___ DATA EXTRACT ___

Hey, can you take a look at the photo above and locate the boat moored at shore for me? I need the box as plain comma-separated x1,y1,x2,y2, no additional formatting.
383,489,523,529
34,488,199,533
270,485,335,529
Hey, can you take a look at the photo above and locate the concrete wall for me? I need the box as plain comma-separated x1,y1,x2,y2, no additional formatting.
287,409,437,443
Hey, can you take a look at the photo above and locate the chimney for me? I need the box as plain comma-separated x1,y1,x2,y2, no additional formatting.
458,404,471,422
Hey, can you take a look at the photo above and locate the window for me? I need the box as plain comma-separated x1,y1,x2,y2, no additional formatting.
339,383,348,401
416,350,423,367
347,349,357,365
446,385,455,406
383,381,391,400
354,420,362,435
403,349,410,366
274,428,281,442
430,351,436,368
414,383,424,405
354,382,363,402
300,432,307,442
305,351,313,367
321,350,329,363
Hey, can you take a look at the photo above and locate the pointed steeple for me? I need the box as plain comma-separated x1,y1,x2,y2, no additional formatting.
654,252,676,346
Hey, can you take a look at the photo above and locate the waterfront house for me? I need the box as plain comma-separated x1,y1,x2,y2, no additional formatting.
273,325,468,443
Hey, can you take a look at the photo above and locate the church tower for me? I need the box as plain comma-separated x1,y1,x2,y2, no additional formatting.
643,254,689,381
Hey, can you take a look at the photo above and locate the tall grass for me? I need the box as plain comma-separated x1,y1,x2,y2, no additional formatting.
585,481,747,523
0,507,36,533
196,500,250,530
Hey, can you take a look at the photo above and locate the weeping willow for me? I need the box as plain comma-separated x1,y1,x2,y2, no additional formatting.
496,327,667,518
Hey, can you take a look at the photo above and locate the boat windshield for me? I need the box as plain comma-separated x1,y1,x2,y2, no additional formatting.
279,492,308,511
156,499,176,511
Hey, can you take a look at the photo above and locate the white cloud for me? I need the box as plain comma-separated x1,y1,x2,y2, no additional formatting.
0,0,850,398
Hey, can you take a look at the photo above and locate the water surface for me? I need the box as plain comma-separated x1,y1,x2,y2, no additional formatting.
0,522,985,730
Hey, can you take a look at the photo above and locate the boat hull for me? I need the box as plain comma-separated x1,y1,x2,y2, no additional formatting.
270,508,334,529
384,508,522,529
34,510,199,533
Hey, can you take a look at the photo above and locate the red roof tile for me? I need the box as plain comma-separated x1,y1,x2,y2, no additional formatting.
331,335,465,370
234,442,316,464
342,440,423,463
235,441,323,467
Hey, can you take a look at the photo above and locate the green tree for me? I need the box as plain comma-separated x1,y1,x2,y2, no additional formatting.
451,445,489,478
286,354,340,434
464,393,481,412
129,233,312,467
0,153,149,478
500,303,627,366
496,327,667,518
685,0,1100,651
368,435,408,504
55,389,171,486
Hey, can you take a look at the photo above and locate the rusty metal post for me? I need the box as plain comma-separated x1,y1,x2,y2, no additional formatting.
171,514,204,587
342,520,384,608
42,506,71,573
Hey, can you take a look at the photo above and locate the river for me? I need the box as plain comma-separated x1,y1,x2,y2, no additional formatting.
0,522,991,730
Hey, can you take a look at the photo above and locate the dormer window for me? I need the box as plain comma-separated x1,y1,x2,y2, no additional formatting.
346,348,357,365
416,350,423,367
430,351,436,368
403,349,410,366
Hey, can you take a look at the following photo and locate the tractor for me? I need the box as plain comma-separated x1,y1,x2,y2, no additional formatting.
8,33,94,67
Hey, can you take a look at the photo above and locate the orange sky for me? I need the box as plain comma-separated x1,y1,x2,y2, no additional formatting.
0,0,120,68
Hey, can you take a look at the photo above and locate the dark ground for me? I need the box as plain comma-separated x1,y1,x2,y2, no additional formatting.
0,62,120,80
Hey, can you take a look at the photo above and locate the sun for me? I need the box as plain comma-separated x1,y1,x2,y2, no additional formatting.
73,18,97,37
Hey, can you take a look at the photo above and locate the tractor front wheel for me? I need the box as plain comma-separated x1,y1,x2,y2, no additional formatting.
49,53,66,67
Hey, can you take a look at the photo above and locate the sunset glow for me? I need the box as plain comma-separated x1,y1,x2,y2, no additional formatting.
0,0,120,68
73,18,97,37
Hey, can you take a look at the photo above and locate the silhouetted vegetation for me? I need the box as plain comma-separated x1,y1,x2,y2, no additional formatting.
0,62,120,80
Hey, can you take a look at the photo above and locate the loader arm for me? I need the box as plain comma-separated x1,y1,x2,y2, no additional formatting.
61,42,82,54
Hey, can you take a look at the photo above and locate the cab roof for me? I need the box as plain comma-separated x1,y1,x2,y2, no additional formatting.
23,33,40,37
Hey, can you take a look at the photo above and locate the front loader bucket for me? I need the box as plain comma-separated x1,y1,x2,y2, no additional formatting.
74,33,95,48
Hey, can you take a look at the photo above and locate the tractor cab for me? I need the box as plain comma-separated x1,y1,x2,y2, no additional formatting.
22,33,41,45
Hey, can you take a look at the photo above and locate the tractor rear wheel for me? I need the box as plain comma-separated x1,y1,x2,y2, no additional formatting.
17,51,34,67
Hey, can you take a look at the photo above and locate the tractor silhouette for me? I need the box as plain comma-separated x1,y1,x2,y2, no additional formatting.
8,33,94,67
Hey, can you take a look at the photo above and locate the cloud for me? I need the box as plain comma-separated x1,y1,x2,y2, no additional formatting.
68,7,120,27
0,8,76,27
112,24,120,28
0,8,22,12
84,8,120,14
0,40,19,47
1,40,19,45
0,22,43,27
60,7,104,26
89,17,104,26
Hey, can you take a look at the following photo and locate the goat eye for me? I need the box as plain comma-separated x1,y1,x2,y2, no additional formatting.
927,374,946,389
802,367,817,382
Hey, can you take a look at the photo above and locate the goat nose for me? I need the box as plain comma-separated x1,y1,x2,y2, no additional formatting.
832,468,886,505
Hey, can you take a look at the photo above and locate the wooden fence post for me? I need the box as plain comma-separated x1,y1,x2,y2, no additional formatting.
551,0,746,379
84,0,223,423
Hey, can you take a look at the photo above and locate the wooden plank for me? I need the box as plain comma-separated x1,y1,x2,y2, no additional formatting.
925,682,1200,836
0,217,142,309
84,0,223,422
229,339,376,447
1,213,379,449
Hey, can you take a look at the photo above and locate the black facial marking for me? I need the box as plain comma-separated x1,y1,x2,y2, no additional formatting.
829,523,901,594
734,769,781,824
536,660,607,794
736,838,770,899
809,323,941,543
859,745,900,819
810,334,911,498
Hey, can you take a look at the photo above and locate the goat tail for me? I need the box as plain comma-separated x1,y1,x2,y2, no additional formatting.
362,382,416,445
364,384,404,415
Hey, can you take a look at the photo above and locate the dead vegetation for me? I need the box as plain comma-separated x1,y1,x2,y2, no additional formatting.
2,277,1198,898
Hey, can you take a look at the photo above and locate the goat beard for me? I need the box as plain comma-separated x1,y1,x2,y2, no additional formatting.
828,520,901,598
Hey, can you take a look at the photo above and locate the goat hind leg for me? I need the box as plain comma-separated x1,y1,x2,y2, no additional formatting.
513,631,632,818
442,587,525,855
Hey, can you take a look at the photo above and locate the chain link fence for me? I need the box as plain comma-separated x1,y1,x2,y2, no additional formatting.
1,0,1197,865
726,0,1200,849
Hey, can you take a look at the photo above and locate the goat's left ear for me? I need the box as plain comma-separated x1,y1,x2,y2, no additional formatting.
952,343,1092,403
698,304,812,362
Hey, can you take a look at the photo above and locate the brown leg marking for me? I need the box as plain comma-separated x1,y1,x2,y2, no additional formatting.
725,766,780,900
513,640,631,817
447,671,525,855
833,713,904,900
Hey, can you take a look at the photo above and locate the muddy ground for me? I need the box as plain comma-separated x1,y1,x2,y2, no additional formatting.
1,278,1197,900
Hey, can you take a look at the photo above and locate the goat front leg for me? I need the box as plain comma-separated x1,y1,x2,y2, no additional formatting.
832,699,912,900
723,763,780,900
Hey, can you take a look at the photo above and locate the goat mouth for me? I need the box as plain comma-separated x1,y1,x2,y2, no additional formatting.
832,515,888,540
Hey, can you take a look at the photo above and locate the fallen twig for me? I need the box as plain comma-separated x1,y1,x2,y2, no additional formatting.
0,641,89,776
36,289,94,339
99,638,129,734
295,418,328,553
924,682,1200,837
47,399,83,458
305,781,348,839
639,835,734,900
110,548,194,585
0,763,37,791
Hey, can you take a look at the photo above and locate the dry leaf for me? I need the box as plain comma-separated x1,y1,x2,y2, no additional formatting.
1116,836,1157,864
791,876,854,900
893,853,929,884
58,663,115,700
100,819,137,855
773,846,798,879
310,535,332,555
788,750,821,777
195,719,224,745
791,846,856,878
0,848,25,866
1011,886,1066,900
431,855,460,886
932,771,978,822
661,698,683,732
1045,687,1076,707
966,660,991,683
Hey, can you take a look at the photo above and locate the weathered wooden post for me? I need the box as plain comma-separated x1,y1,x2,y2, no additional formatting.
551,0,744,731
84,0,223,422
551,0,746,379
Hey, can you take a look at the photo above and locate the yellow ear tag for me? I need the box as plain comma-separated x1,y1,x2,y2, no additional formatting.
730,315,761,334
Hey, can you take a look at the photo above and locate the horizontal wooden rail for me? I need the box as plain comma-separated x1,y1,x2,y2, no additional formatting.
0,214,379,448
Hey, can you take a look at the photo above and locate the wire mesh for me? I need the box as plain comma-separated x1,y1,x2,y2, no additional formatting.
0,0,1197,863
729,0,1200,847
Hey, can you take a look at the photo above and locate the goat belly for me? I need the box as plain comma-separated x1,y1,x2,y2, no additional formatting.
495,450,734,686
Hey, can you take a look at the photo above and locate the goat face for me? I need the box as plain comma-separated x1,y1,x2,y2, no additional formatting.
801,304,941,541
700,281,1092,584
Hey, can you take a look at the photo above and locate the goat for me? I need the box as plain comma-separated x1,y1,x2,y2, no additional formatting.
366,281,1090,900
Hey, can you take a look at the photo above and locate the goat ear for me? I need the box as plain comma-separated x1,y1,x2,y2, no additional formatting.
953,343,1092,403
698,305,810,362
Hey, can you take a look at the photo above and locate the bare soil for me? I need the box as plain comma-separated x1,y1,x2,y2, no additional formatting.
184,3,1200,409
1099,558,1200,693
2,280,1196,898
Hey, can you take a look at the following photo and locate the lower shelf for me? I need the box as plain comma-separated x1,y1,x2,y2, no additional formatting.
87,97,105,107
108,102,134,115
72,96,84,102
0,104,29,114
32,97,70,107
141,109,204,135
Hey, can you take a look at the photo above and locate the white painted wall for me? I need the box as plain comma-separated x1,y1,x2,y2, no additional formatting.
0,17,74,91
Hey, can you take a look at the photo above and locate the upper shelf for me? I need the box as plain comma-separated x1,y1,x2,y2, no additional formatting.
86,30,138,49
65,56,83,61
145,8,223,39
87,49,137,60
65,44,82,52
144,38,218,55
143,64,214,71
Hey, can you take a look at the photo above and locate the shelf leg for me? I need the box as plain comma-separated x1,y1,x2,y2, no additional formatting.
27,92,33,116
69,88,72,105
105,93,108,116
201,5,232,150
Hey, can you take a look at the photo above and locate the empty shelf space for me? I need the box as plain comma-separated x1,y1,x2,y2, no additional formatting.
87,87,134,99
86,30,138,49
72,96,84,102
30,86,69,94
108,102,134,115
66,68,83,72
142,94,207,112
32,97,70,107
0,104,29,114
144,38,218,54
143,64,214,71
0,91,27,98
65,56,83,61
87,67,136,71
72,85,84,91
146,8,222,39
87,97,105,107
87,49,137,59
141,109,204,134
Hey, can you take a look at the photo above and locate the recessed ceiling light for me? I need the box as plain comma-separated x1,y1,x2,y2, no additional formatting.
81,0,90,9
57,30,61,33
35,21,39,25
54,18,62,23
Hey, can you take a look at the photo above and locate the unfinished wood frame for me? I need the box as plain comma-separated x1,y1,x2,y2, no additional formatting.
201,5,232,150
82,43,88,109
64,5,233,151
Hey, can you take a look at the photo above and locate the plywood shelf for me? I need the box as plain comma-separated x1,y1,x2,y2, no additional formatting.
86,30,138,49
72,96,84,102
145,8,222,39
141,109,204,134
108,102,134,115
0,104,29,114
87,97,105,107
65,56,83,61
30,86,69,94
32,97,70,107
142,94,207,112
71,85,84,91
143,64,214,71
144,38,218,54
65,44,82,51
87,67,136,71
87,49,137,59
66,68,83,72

___

## EXERCISE REQUIREMENTS
All that the answer may hold is the lines from the one with "locate the plywood" through the end of the data, set down exactly as they appear.

## EXERCISE OUTPUT
Hey, can you take a look at the photo above and locate the plywood shelf for me? I need the box as plain comma-separated x1,y1,x2,y2, no additional formatting.
86,30,138,49
72,96,84,102
145,8,222,39
141,109,204,134
108,102,134,115
0,104,29,114
87,97,105,107
65,56,83,61
30,86,69,94
32,97,70,107
142,94,207,112
71,85,84,91
143,64,214,71
144,38,218,54
65,44,82,51
87,67,136,71
87,49,137,59
66,68,83,72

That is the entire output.